▶ RECORD LIST
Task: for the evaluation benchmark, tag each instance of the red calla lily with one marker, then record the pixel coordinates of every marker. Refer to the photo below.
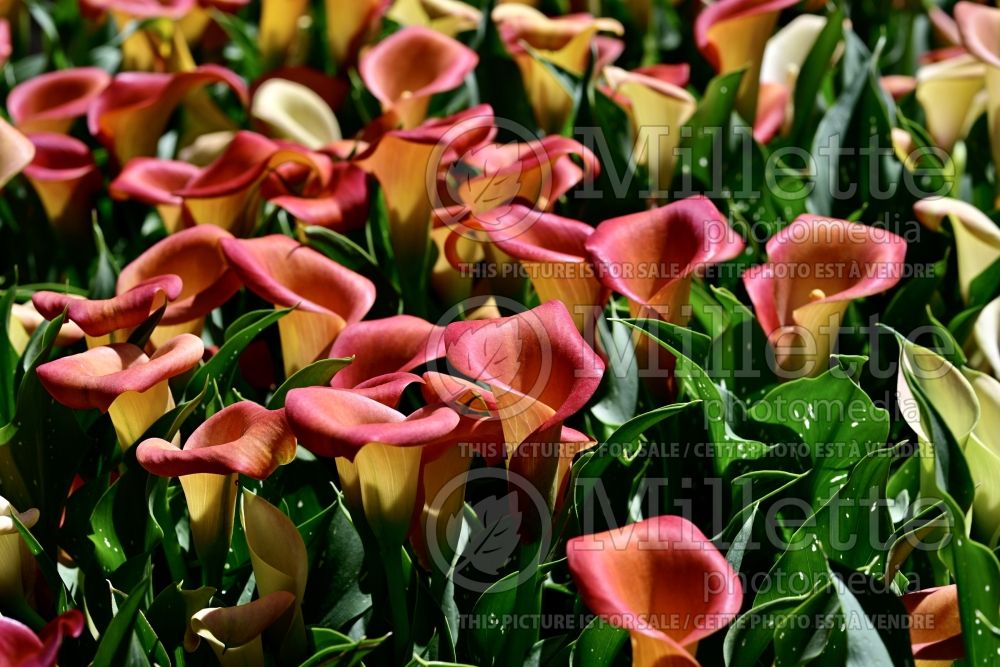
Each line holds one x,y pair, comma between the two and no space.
130,114
286,273
816,267
662,580
390,345
102,317
20,647
404,70
66,179
538,366
51,102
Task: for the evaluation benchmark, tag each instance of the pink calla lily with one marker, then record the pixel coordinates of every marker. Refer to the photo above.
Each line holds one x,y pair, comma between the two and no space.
404,70
286,273
816,267
52,101
102,317
662,580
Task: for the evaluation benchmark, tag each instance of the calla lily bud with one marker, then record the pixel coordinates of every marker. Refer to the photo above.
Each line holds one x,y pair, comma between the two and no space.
286,273
234,633
662,580
935,628
121,380
732,34
816,267
977,238
280,564
404,70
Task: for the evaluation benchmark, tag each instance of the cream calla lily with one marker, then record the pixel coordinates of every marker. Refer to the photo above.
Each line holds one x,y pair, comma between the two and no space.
280,563
949,91
977,238
292,111
987,332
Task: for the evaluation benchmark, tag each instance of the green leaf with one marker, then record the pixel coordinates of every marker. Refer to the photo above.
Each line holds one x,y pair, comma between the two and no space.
115,640
315,374
240,334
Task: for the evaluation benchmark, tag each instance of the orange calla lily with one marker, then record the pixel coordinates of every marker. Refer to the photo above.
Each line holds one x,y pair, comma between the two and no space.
538,42
155,182
658,109
404,70
286,273
732,35
130,114
195,256
66,178
51,102
936,630
663,581
448,17
242,439
816,267
121,380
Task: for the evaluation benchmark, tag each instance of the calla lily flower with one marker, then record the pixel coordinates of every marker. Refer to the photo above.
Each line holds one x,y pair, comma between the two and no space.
977,238
154,182
658,110
286,273
17,149
553,252
293,111
732,34
348,26
448,17
15,560
662,580
196,257
935,628
101,317
234,633
130,114
651,257
121,380
377,450
242,439
51,102
407,163
969,405
979,26
66,179
21,646
404,70
784,55
395,344
280,564
537,365
25,319
537,43
987,332
947,91
281,27
816,267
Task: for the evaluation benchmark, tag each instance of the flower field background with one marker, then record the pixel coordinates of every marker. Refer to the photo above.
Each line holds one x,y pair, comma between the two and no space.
443,332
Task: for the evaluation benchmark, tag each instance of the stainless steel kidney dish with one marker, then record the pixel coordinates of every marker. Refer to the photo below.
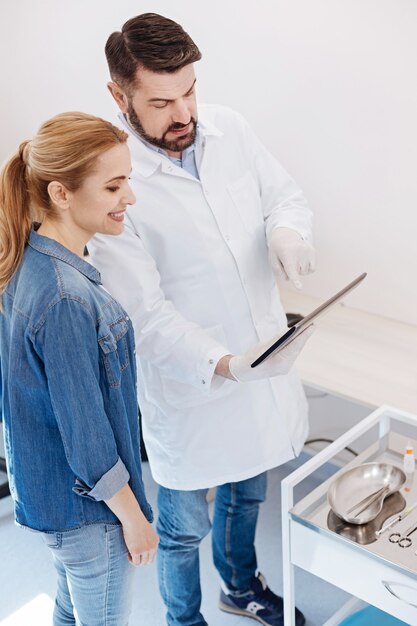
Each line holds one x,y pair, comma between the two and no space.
357,496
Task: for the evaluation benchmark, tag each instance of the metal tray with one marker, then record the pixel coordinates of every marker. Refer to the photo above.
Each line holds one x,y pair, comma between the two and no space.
352,487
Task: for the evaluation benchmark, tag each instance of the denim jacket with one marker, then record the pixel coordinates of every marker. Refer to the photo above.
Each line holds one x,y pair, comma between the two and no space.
68,392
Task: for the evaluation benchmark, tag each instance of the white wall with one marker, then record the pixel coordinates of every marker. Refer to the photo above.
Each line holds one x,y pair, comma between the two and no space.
329,85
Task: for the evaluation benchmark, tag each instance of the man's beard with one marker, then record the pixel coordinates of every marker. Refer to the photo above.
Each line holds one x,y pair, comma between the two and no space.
175,145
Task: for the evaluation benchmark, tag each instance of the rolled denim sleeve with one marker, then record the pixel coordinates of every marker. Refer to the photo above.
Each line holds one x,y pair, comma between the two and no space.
67,344
109,484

▶ EXERCISE AIM
Reproduce every entry above verbatim, leaving out the pictures.

▶ ANSWER TO THIS PROBLEM
Task: for the evaluation benchmark, tag each instance of the red calla lily with one marker, then record the pixel coordinates of every marker. Refer to the photo below.
Each line holds one x,y pair, comma between the two and no space.
130,114
286,273
816,267
662,580
390,345
102,317
20,647
404,70
66,179
538,366
51,102
Task: for the evaluation benchmark, tag each instance of the pink calla lily with one marker, then record the pixel coordinates of every marker. Refer to the photo above.
Each line holds one x,y pair, comma between the two and no space.
404,70
286,273
816,267
52,101
102,317
662,580
Task: for the evaluation benchmark, tag each instance of the calla lily bud with one marker, then record the pixel coordinates of every marker. Refer to the photo above.
Each line holds one x,y pair, comma between the two and no space.
286,273
234,633
662,580
935,628
121,380
732,34
816,267
977,238
280,564
404,70
Task: for the evaluation benchmark, tag each instance of the cream calla lily with one marker, then record the pixel coordinates of every marker. Refer to the photo above.
Each line holds one x,y pair, comma between the two and no space.
280,563
949,91
977,238
292,111
987,332
Task: for the evaluation benchmark, tag each instance of the green leaf with one marker, then record the pixel coordinates of every marker. Refer to the photo above.
Each line holds one x,y pair, comma between the two and no space.
115,640
315,374
240,334
Task: for the evaluation benchmark, tag each instance of the orange calla lily with one marker, then record the pixel coordinates of every marker. Refer to the photo above.
Each line holds one x,y pair, comma between the two and no space.
538,42
155,182
658,109
404,70
286,273
732,35
130,114
195,256
66,178
51,102
936,630
663,581
448,17
242,439
816,267
121,380
Task: for the evaluation benchmark, tag each instance of the calla lily flower with one marker, then record the pixel coordinates of every marker. Refer to the photo above.
Each line holds one x,y pair, comma between the two and no space.
977,238
154,182
658,110
286,273
17,149
553,252
293,111
732,34
348,26
448,17
15,560
662,580
196,257
935,628
101,317
234,633
130,114
651,257
121,380
377,450
242,439
51,102
407,163
969,405
979,26
66,179
21,646
404,70
784,55
395,344
280,564
537,365
25,319
537,43
987,332
947,91
281,27
816,267
Task: for the evaluation benchmark, tag each instance of the flower field background with one marker, then record the pixel coordinates of every marker. Refer to the photo above.
Each line holds one x,y pair, comma between the two and no space.
443,332
Task: for the evaluation benchmark, tag each instance of the stainless steel kidney dish with one marker, then record the pixel coordinates of every marker. Refer to the photo below.
Each line holds one x,y pair, comma between the two and no space.
357,496
Task: for the evaluation benchmark, tag each instance of the metal tray with one marker, then record the pixel coordinates of every marker. Refer to the photo above.
Each line holds one x,y pair, comma between the two and no space.
352,487
Task: for the evaluation benchmark, tag each instance of the denim jacket with one marker, then record the pixel coordinates of every marker. Refer to the photo above.
Each line holds one x,y pair, comma between the two and no space.
68,392
Task: for the evaluation benchmark, tag each instance of the white wall with one marker, then record the pixel coordinates of every marker. Refer to the photo above.
Each line holds one x,y pair, comma between the two and no space.
329,85
Task: for the evaluation benchmark, tag each instance of the man's beard with one marker, then record the pixel coordinates of every marker. Refer to the photo above.
Each line holds one x,y pair, comma between the two and no space.
175,145
Task: for the evaluation benchmark, tag each instance of the rolled denim sleeve with one marker, then record the pixel coordinates of every marker. Refer to the photo above.
Each line holds one x,y pair, comma between the two and no space.
67,344
109,484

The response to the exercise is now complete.